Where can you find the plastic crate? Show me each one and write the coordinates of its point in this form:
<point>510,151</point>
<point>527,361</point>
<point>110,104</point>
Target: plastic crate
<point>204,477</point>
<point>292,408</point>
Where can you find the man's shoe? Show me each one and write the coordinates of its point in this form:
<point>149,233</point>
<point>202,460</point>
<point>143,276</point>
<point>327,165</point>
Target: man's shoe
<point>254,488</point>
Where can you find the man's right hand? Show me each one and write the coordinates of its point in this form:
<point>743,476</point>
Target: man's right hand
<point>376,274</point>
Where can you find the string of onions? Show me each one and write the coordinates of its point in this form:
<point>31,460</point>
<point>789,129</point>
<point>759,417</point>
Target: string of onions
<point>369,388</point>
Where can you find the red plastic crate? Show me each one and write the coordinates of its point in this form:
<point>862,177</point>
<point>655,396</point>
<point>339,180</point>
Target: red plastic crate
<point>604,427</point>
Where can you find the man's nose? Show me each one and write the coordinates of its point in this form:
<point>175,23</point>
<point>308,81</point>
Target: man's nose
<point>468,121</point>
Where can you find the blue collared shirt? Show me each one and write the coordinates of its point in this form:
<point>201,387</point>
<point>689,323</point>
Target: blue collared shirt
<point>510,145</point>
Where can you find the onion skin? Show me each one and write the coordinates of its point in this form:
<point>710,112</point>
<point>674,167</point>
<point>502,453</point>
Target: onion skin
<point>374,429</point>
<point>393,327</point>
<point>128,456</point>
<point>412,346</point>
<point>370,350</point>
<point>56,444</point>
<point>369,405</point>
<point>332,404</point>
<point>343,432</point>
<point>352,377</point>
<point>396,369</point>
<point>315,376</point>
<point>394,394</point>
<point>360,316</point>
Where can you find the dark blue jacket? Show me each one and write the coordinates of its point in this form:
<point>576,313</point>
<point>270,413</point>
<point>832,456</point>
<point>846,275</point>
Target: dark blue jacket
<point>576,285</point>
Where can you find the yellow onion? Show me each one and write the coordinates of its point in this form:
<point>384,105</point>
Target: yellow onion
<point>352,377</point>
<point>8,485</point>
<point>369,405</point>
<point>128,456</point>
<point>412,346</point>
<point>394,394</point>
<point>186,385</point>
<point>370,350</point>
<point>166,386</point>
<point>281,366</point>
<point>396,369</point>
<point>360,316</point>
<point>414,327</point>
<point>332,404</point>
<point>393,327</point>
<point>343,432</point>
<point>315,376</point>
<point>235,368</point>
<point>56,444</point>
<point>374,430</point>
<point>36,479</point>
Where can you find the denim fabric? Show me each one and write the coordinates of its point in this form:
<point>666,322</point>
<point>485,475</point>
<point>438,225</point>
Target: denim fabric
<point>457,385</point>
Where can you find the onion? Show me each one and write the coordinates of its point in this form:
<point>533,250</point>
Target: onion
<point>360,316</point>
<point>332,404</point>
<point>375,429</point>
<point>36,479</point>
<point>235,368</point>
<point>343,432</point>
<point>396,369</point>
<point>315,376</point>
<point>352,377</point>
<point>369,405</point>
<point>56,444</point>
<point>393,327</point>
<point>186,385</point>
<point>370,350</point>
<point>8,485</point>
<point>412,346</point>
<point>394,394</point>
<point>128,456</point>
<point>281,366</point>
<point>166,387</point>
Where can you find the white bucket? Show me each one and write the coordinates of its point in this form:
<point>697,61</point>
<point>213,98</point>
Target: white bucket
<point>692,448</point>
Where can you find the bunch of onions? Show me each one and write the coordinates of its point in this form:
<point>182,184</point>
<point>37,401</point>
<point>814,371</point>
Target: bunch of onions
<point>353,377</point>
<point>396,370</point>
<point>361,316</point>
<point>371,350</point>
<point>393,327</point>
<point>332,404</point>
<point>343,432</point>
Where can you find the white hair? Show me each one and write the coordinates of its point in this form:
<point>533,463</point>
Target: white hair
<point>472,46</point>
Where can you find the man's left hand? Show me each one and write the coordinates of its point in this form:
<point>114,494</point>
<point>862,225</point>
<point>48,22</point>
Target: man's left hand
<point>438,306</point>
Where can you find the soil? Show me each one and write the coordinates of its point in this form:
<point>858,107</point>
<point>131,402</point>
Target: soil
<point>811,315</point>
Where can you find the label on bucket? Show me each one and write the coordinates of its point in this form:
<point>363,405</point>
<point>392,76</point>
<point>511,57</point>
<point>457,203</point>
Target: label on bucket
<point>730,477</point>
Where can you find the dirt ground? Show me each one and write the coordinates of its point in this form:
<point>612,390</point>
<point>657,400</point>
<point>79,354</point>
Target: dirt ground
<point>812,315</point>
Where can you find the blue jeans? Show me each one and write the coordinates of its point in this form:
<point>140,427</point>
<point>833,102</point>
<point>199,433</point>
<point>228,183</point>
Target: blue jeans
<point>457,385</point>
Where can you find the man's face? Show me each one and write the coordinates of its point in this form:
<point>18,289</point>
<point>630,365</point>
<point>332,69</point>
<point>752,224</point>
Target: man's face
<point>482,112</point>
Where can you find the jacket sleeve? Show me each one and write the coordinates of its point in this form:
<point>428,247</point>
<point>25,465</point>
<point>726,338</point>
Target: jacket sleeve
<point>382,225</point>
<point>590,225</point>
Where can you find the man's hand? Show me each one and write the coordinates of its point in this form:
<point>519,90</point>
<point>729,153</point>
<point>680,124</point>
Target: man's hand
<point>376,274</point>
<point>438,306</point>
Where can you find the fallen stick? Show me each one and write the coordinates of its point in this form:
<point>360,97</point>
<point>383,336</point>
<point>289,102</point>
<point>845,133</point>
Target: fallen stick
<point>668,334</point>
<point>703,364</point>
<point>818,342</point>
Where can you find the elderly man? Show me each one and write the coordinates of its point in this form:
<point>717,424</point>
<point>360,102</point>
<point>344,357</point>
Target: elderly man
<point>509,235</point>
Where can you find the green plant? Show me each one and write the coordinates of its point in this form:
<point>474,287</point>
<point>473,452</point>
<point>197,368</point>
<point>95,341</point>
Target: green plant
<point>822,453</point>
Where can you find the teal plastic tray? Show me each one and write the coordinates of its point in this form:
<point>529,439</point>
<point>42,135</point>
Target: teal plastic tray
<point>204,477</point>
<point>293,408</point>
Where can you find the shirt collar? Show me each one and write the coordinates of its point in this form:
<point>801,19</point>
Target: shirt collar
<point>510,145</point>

┄┄┄┄┄┄

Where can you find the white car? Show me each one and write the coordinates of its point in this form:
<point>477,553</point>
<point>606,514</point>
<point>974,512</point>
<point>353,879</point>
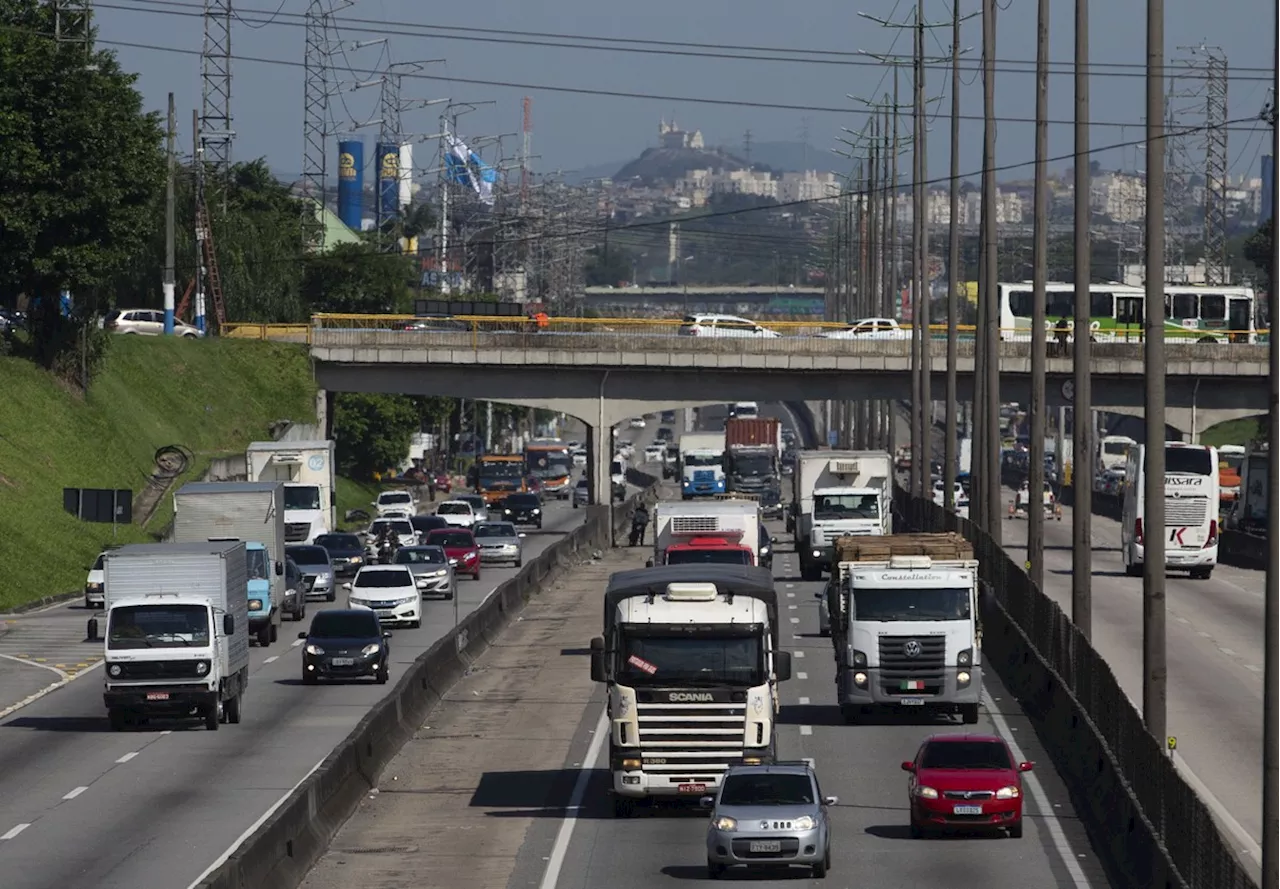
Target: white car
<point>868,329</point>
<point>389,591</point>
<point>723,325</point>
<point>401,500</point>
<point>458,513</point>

┄┄┄┄┄┄

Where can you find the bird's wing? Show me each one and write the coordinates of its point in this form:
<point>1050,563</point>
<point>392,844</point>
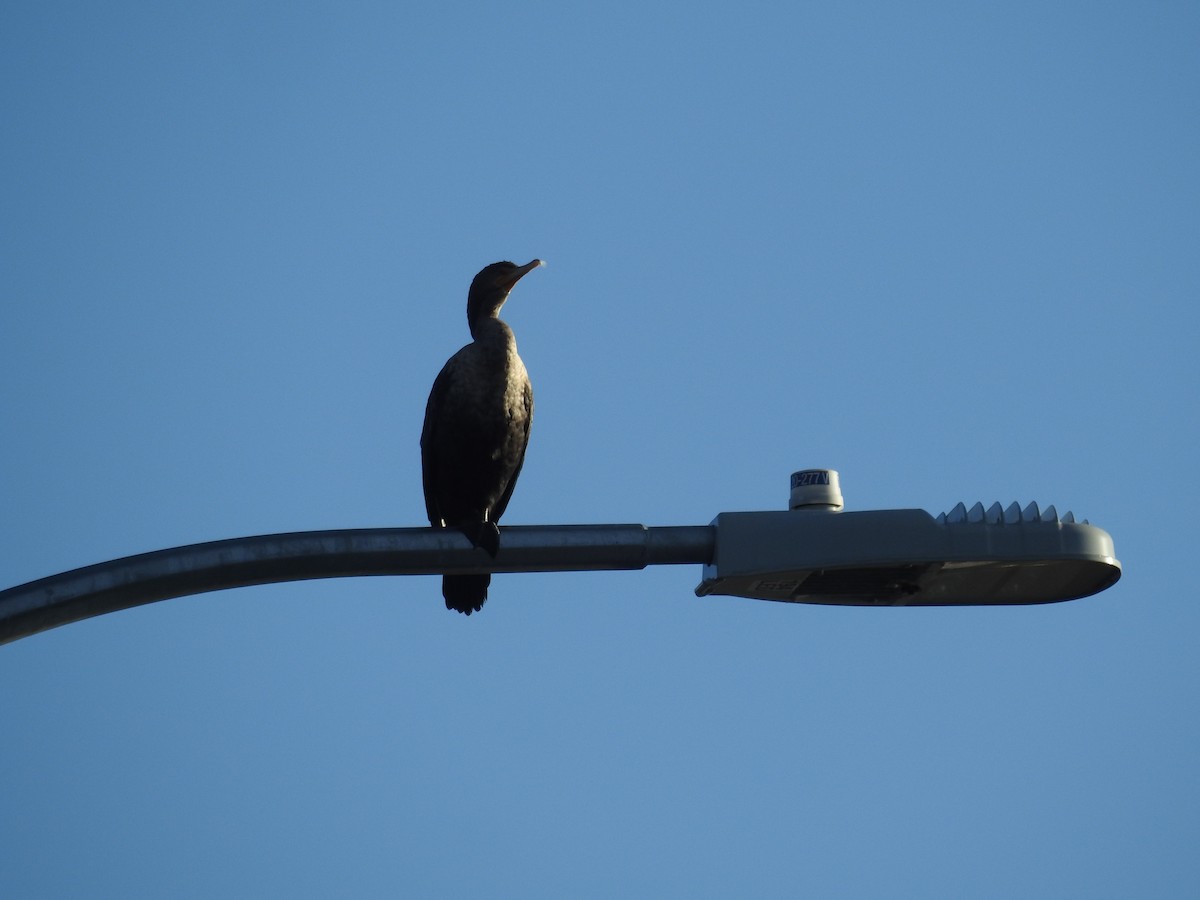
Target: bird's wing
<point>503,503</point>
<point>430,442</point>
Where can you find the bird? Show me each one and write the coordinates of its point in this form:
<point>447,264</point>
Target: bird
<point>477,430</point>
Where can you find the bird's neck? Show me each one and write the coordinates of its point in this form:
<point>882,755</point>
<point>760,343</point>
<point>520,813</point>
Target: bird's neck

┄┄┄┄┄┄

■ **Requirements**:
Copy out, word for word, everything from the line containing "Where can you find the man's shoe?" down to the line containing "<point>576,285</point>", including both of those lines.

■ **Response below**:
Where can you find the man's shoe? Show me each one and write the coordinates of its point in this form:
<point>149,233</point>
<point>202,460</point>
<point>143,276</point>
<point>327,165</point>
Target: man's shoe
<point>254,488</point>
Where can you find the man's right hand? Show me each one and write the coordinates of its point in this form:
<point>743,476</point>
Target: man's right hand
<point>376,274</point>
Where can you find the string of onions? Show me each one and write the coordinates of its point in this form:
<point>31,460</point>
<point>789,129</point>
<point>759,417</point>
Target: string of onions
<point>369,388</point>
Where can you find the red plastic crate? Show me each one and write the coordinates of its point in this form:
<point>862,177</point>
<point>655,396</point>
<point>339,180</point>
Target: red plastic crate
<point>604,427</point>
Where can you find the man's nose? Show me each one and write the coordinates of its point in this form:
<point>175,23</point>
<point>308,81</point>
Target: man's nose
<point>468,121</point>
Where can you find the blue collared shirt? Show me each one and write the coordinates of its point in this form:
<point>201,387</point>
<point>689,323</point>
Target: blue collared shirt
<point>510,145</point>
Where can you find the onion skin? Show me each one and write the coordinates of its point in this form:
<point>710,112</point>
<point>674,167</point>
<point>502,453</point>
Target: onion skin
<point>374,429</point>
<point>393,327</point>
<point>128,456</point>
<point>412,346</point>
<point>370,350</point>
<point>56,444</point>
<point>369,405</point>
<point>332,404</point>
<point>343,432</point>
<point>352,377</point>
<point>396,369</point>
<point>315,376</point>
<point>394,394</point>
<point>360,316</point>
Where can you find the dark blue jacket? Show me each one and write the coordinates of its point in this form:
<point>576,313</point>
<point>270,413</point>
<point>832,456</point>
<point>846,275</point>
Target: dark blue jacket
<point>576,285</point>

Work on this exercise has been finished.